Reproduce verbatim only the records from the line containing "of the large" through the last line of the records, including both of those lines.

─── Records for this exercise ───

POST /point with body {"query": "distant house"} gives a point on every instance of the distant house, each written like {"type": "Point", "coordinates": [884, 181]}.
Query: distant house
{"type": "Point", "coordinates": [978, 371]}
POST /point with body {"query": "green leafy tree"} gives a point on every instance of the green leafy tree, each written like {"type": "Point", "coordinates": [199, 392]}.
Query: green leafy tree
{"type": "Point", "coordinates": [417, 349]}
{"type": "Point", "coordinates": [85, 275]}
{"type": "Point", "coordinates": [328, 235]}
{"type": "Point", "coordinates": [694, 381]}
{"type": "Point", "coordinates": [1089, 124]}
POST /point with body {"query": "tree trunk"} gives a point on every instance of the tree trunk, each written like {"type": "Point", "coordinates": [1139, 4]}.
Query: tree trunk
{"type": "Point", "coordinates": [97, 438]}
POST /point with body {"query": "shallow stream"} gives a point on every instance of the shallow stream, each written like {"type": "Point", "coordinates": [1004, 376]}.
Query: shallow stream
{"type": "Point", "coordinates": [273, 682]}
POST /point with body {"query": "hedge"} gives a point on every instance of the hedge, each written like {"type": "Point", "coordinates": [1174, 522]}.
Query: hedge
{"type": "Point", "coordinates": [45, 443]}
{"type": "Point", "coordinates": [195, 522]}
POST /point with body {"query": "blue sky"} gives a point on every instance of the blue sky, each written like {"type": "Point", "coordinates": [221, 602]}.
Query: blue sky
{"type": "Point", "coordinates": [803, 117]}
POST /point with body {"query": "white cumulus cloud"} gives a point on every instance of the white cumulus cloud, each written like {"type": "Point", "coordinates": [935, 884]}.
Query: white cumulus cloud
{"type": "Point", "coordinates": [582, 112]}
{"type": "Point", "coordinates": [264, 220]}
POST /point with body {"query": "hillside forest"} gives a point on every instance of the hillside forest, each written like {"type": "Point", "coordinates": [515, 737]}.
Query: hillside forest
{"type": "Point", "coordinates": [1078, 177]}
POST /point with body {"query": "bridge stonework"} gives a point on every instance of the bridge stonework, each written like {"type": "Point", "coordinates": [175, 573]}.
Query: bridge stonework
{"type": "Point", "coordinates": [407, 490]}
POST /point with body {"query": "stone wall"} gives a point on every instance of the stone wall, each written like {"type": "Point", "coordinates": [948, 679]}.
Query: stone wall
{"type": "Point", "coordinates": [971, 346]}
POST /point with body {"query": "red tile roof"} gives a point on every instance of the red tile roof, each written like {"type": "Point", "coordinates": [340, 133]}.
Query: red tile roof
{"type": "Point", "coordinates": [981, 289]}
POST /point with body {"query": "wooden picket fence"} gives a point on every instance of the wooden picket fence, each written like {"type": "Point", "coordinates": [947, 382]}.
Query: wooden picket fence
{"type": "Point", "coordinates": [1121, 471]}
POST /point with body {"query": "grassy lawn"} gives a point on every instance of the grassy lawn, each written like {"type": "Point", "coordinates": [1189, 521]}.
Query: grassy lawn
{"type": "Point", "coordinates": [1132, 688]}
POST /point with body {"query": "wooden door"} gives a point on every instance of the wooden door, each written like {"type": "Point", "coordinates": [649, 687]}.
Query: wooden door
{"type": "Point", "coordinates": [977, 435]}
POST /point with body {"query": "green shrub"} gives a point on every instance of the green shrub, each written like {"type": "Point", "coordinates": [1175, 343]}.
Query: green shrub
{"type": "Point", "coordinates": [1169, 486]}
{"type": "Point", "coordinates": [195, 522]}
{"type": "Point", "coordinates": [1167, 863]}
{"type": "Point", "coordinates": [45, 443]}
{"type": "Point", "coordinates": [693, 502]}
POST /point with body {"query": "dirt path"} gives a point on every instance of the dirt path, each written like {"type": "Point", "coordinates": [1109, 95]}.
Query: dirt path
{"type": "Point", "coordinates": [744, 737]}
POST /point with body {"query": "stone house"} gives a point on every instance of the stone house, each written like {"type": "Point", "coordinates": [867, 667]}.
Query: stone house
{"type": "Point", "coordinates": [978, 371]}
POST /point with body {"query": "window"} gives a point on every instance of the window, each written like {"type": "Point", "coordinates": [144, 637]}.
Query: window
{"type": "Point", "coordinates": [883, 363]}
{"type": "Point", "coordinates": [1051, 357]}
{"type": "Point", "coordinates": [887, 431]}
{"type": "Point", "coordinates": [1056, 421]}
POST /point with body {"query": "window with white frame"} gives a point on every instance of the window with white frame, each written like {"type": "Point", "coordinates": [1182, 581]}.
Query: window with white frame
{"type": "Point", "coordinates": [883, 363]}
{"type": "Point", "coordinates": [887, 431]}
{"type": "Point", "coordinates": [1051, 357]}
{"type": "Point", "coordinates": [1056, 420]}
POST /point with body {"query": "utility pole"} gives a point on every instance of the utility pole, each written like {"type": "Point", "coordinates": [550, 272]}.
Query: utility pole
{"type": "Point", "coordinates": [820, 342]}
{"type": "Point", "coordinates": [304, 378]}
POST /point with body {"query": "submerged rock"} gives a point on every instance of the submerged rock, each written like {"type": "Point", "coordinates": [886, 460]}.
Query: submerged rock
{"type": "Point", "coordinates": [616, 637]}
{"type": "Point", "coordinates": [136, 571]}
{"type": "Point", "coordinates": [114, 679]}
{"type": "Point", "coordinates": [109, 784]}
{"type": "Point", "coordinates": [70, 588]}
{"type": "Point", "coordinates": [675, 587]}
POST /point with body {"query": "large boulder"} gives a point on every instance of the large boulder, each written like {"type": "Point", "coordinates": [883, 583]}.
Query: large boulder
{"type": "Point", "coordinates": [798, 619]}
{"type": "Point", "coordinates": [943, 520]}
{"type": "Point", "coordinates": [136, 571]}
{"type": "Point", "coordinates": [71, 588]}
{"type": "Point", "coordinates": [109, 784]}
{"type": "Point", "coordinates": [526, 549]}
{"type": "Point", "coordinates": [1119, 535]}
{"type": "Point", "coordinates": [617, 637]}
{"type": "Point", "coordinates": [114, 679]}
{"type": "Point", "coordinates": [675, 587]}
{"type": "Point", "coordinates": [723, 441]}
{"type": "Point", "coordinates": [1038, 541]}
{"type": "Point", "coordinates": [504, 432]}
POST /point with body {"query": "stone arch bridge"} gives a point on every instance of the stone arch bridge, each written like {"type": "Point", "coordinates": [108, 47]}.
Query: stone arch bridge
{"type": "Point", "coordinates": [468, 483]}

───

The response:
POST /point with body {"query": "large boulder"} gives a point on every instance of the large boulder, each written like {"type": "Point", "coordinates": [883, 583]}.
Query: large boulder
{"type": "Point", "coordinates": [798, 619]}
{"type": "Point", "coordinates": [943, 520]}
{"type": "Point", "coordinates": [136, 571]}
{"type": "Point", "coordinates": [71, 588]}
{"type": "Point", "coordinates": [109, 784]}
{"type": "Point", "coordinates": [526, 549]}
{"type": "Point", "coordinates": [1119, 535]}
{"type": "Point", "coordinates": [617, 637]}
{"type": "Point", "coordinates": [114, 679]}
{"type": "Point", "coordinates": [675, 587]}
{"type": "Point", "coordinates": [723, 441]}
{"type": "Point", "coordinates": [1038, 541]}
{"type": "Point", "coordinates": [504, 432]}
POST /point with body {"query": "stone arch bridge"} gives a point on every instance of the stone arch bridge, each written like {"type": "Point", "coordinates": [108, 47]}.
Query: stone arch bridge
{"type": "Point", "coordinates": [468, 483]}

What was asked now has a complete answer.